··· TEKSTFRAGMENT ···

Putter eet zaden van de akkerdistel

In de tuin deden de putters zich te goed aan de zaden. Volwassen vogels met een kleurrijk verenkleed en jonkies die nog niet zo'n mooi getekend koppie hadden. Over de kleuren van de putters zegt de overlevering dat er bij de schepping van de vogels prachtige kleuren werden uitgedeeld, maar dat één vogelsoort werd overgeslagen. Dat was de putter. Verslagen keek de vogel rond en zag dat en links en rechts nog restjes verf waren. Na enig smeken werden de restjes over zijn lijfje verdeeld: zwart op de kop, staart en slagpennen, rood op de kruin en langs de wangen, groengrijs langs de vleugels en wit op de kop. Een likje bruingrauw op de borst maakte het kleurenpalet af. Ondanks de felle kleuren zijn de vogeltjes overigens goed gecamoufleerd, ik hoor ze altijd eerder dan dat ik ze zie. Ze maken een gezellig babbelend geluid. Hoe de vogel aan de naam distelvink komt, is door bovenstaand verhaal verklaard. Waar de naam putter vandaan komt kun je lezen in een eerdere blog

Bekijk de puttertjes, jong spreeuwen met een bruine, nog niet gespikkelde kop en zomerbloemen in het filmpje door hier te klikken.



vrijdag 1 oktober 2021

Net zoveel schapen als inwoners

In het voorjaar zijn er meer schapen dan inwoners op Texel

Texel is van oudsher een schapeneiland; er wonen 14.000 mensen en even zoveel schapen. In het voorjaar zijn er meer schapen dan inwoners want dan komen er duizenden lammetjes bij. Dat is trouwens weinig vergeleken met 1850; op het hoogtepunt van de schapenhouderij stapten er zo'n 40.000 schaapjes rond op het eiland. 

In 2009 kocht ik het boek 'De Texelaar' zoals het schapenras wordt genoemd, het boek verscheen ter gelegenheid van het honderdjarig bestaan van het Texels Schapenstamboek. Texel was in vroeger tijden met zijn kwelders en brak water niet erg geschikt voor landbouw en voor koeien was aanvankelijk te weinig zoet water beschikbaar. Schapen daarentegen hebben genoeg aan brak water en deze wollige dieren zijn tevreden met zoutminnende planten. De schrale, droge gronden van het eiland werden dus het domein van de schapenhouderij. De Texelse schapen waren met weinig tevreden en erg gezond. Daarom kwamen boeren van elders de Texelaars graag kopen. Want als die gedijen op zulke arme grond, dan doen ze het op de vette gronden van de polders nog beter. Ook wolhandelaren zijn erg in hun nopjes met de Texelaar. Op Texel lopen namelijk allemaal schapen van hetzelfde ras, die geven wol van dezelfde soort en kwaliteit, waar in andere gebieden een ratjetoe aan rassen en kruisingen niet bepaald uniforme wol oplevert. Vanuit Engeland was er eveneens belangstelling: de Texelse schapen hebben vlees met minder vet en met een fijnere structuur vergeleken met Engels schapenvlees. In 1865 maakten meer dan 52.000 schapen de oversteek naar het Verenigd Koninkrijk, naar verluidt tegen 'hooge vleeschprijzen'.

··· AANGELEVERDE GEGEVENS ···

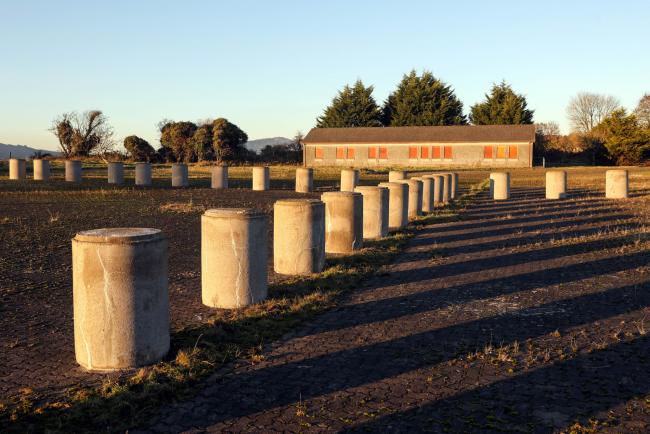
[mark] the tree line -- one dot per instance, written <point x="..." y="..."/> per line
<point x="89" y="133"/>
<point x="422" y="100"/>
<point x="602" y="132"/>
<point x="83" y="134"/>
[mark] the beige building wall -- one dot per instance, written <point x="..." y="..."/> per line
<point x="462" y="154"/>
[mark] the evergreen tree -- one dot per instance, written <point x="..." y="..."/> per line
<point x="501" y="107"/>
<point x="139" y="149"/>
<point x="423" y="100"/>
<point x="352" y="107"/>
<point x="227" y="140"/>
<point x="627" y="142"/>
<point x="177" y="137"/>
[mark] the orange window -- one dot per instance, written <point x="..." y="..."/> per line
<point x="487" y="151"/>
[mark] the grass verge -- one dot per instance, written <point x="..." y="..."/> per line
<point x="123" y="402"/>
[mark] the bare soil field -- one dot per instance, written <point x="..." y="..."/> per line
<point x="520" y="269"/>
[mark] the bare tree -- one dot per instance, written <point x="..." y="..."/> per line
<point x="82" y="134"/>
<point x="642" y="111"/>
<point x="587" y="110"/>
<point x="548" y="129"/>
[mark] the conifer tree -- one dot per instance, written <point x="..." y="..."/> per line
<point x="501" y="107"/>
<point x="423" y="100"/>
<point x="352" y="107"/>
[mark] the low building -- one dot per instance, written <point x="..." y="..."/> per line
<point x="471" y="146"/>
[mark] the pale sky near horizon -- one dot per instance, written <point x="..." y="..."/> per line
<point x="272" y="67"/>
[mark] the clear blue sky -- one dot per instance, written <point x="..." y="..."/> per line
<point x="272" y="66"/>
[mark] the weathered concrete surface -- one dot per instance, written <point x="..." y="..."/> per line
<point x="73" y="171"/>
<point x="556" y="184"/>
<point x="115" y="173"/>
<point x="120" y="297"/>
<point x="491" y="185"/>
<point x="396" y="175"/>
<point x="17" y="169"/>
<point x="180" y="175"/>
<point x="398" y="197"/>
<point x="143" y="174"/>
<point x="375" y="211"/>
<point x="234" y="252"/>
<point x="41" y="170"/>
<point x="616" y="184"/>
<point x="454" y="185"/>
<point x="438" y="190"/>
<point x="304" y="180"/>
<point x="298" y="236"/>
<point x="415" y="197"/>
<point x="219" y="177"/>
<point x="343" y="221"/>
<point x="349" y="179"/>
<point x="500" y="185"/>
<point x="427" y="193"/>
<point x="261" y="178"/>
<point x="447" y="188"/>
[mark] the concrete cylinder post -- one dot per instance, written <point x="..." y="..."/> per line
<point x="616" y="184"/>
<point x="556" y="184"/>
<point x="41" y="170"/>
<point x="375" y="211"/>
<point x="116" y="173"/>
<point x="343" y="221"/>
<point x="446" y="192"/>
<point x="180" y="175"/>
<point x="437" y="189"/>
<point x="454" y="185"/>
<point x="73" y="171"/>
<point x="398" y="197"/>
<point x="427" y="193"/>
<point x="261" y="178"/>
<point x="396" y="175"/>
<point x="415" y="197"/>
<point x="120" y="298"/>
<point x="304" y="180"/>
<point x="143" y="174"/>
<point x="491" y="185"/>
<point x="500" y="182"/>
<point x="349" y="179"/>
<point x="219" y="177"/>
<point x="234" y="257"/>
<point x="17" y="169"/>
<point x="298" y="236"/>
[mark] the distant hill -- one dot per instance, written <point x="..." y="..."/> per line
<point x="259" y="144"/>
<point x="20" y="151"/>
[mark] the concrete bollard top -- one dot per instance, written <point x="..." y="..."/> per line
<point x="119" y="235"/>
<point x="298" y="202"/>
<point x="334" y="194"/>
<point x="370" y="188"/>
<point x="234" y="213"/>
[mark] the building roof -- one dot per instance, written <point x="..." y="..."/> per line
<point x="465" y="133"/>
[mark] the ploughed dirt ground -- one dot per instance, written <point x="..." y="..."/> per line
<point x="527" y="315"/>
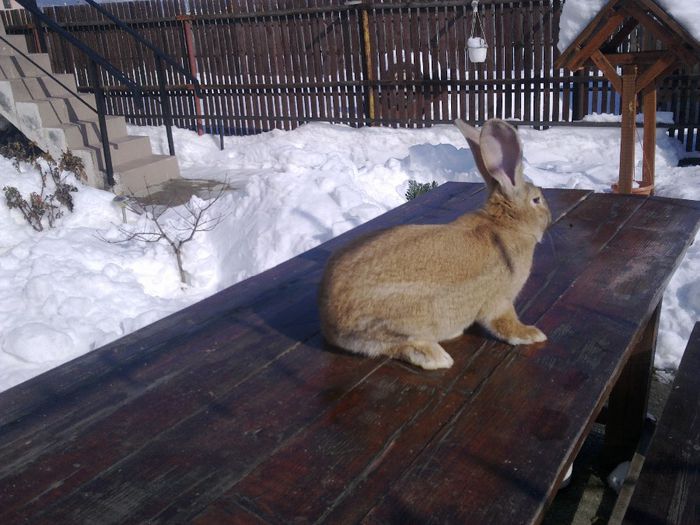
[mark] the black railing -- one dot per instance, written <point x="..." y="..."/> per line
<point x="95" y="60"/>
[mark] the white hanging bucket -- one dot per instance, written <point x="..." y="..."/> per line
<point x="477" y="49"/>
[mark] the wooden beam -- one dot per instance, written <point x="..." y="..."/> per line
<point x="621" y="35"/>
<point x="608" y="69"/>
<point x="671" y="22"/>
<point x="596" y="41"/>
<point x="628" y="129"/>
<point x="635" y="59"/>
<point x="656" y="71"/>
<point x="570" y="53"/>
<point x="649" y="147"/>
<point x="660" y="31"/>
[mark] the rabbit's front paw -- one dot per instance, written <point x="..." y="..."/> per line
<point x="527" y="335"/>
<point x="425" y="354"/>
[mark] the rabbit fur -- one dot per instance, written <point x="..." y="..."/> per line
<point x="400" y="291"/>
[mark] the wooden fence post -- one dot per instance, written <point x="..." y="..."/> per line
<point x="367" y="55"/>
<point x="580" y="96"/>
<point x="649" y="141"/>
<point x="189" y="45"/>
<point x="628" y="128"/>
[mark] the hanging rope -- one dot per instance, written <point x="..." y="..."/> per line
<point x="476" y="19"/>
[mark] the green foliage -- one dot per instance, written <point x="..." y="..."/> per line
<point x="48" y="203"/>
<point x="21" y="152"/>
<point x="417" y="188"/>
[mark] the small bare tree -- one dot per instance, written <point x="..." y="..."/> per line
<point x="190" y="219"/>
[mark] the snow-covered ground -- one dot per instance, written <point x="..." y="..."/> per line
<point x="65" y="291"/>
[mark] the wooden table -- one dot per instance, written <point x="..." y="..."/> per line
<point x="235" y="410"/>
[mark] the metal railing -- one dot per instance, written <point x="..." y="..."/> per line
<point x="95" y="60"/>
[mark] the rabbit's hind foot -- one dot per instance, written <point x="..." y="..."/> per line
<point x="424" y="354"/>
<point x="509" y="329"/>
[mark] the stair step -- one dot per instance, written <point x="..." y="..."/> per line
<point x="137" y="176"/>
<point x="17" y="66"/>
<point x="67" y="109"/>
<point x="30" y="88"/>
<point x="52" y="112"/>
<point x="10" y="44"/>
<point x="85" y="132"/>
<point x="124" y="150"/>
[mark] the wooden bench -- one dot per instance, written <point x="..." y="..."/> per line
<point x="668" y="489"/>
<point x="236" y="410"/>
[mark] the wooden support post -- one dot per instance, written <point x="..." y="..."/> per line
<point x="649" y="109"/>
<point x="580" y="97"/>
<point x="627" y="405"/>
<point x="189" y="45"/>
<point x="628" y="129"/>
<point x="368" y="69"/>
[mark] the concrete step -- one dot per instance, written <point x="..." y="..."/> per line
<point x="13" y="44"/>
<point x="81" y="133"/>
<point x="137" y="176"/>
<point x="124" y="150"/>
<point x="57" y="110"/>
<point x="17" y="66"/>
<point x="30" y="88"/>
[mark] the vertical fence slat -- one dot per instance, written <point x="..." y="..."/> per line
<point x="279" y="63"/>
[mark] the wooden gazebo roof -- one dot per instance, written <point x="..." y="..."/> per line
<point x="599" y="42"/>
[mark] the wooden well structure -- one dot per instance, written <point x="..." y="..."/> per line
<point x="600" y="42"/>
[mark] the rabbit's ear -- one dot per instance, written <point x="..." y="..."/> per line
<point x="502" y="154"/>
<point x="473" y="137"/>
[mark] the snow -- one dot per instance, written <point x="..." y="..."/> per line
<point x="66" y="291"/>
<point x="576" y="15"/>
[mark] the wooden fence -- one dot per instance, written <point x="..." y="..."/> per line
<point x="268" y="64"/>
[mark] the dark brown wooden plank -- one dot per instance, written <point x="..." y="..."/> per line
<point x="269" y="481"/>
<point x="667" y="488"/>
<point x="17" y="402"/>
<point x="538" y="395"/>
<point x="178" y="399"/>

···

#### OPDRACHT:
Schrijf het stuk uit het tekstfragment over putters en schapen over van "Bekijk de puttertjes, jong" tot "op het eiland." en verander daarbij "lammetjes" in "lammeren".

#### ANTWOORD:
Bekijk de puttertjes, jong spreeuwen met een bruine, nog niet gespikkelde kop en zomerbloemen in het filmpje door hier te klikken.



vrijdag 1 oktober 2021

Net zoveel schapen als inwoners

In het voorjaar zijn er meer schapen dan inwoners op Texel

Texel is van oudsher een schapeneiland; er wonen 14.000 mensen en even zoveel schapen. In het voorjaar zijn er meer schapen dan inwoners want dan komen er duizenden lammeren bij. Dat is trouwens weinig vergeleken met 1850; op het hoogtepunt van de schapenhouderij stapten er zo'n 40.000 schaapjes rond op het eiland.